What you need to do
Write out all the data again, exactly as it stands.

-- start of Stored data --

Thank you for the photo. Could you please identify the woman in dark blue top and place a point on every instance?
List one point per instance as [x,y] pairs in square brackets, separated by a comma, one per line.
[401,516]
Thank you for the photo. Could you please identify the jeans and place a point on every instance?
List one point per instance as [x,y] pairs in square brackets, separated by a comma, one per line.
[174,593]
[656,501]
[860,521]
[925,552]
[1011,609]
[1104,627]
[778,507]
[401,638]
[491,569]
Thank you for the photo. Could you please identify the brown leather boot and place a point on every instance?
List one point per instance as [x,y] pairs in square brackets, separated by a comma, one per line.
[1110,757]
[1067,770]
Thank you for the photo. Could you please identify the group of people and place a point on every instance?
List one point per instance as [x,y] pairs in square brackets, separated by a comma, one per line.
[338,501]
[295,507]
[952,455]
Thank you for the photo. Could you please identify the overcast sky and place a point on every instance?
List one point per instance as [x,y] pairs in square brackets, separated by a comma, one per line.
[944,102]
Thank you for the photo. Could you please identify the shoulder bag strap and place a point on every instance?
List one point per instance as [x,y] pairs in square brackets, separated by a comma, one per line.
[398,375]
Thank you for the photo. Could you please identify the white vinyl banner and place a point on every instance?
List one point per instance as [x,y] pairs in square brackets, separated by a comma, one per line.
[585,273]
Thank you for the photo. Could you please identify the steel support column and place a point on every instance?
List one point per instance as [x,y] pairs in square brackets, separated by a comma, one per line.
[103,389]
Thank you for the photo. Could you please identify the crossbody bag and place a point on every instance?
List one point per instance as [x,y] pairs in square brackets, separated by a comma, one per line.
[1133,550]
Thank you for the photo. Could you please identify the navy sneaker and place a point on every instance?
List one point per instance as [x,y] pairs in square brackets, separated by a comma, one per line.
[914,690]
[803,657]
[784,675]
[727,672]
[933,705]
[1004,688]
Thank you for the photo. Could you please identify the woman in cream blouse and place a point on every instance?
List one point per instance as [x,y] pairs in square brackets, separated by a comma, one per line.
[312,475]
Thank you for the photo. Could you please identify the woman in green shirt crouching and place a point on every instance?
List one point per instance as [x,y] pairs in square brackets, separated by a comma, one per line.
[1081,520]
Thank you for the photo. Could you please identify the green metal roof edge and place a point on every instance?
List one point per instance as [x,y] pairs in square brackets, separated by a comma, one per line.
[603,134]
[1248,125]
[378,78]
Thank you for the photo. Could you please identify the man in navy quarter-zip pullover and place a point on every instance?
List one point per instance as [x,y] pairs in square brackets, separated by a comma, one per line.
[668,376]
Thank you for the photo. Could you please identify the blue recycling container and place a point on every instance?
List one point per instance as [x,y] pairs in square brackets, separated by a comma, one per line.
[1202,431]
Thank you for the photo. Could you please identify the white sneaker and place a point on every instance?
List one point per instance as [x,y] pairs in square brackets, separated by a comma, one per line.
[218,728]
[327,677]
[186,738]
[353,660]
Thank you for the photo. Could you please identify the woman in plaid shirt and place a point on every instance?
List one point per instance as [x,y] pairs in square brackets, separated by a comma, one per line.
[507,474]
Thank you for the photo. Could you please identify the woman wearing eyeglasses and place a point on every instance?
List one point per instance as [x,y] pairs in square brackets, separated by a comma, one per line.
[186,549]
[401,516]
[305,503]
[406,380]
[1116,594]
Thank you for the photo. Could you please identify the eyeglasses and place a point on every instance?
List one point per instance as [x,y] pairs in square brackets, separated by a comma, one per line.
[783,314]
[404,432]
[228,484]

-- end of Stored data --

Complete response
Thank you for the photo. Could you please identify the woman in dark blue top and place a point on every instance?
List one point per instance as [x,y] pairs in square brackets, separated by a comma, one per line.
[401,516]
Thank you for the photo. Could you please identify the jeans and place a point on every instance?
List one point per instance as [x,y] pairs in square brackets, separated by a comma, one per line.
[174,593]
[656,501]
[860,521]
[925,552]
[1011,609]
[1104,627]
[778,507]
[401,638]
[491,569]
Thank you for the photo. Could you please identify the brown leather boot and place a point on every instance?
List one point per instance as [x,y] pairs in square brackets, separated by a comma, one per line.
[1110,757]
[1067,770]
Thank you for the photo. Could you please identify the group of people and place a point on every instance?
List one point per instance as [x,y] pairs in square brackets, separated by a comma, one per line.
[338,501]
[295,507]
[952,455]
Thank you for the photo. Could you please identify the overcast sky and place a point on every instance?
List one point per instance as [x,y] pairs in square brackets, separated by a comma, one per line.
[944,102]
Thank you for the photo. Could you please identify the shoulder bag strap and place a point on every instance?
List one point per instance as [x,y] pairs in square brackets, separated by a comma, one per line.
[398,375]
Thank you for the photo. Could you please identify the white vinyl banner and place a point on every instance?
List one point per instance as [x,y] pairs in square brackets, separated by a comma, one per line.
[585,273]
Thank you for the photo. Could you please identify the steel support column and place a point on every instance?
List one point per instance as [x,y] pairs in square brackets, separated by a comma, one per line.
[103,389]
Thank you for the photo. Could you please identify the crossbody bag and place a point on every instance?
List one point per instance as [x,y] pairs in square brackets, separated by a comma, one per line.
[1133,550]
Thank you for the photo. Could you please identify the navy sneaker and place a point on every instance?
List one point per instance as [x,y] pairs in square brackets, separated by a comma, one per line.
[914,690]
[803,657]
[784,675]
[727,672]
[933,705]
[1004,688]
Thank you for the photo. Could you please identify the woman in cream blouse and place a point on every instance?
List one point per instance as [x,y] pairs in square brackets, separated by a comma, one per line.
[312,475]
Thank you for the photo. Could you please identify the woman in green shirt crouching and place a point on every instance?
List one point per instance as [x,y] pairs in square brackets, separated by a comma, one per line.
[1081,520]
Thank you for the photo. Could you please identify the green metal roof edge and place a point on every instance?
List one point per instance as [x,y] pairs in square brackets, separated by a comma, one per line.
[603,134]
[1248,125]
[378,78]
Thank you for the photo. Could you please identify the man in navy quarter-zip pullover and place a point on every instance?
List one point per instance as [x,y] pairs in square brackets, separated by a comma, one per line.
[668,376]
Thank you for the photo. Could you please identify the blue recycling container and place a point on every instance?
List one point per instance as [x,y] pairs in square brackets, separated by a comma, one per line.
[1202,431]
Thank you for the photo. Could you please identify the white sneaker and place a point on every instance?
List one point per instance as [x,y] pairs in square brackets, separated by a comma, one per line.
[218,728]
[327,677]
[186,738]
[353,660]
Thank you for the photo. Could you please identify the woman in plaid shirt and place a point on every instance?
List one point per instance as [x,y] pairs in square brackets, separated by a comma, one per line.
[507,474]
Thank you for the photo. Could you please identify the woman wearing eyeglasses and place a point on every instance?
List one point per instance as [x,y] pairs in square brackets, separated by a comma, one per line.
[186,549]
[401,516]
[305,503]
[406,380]
[1116,594]
Thank you for the photo. Could you please identify the eyeglasses and place a point on every instance?
List one point per instance as [x,y] pairs in square brackets, separated by a comma, one per line.
[783,314]
[404,432]
[228,484]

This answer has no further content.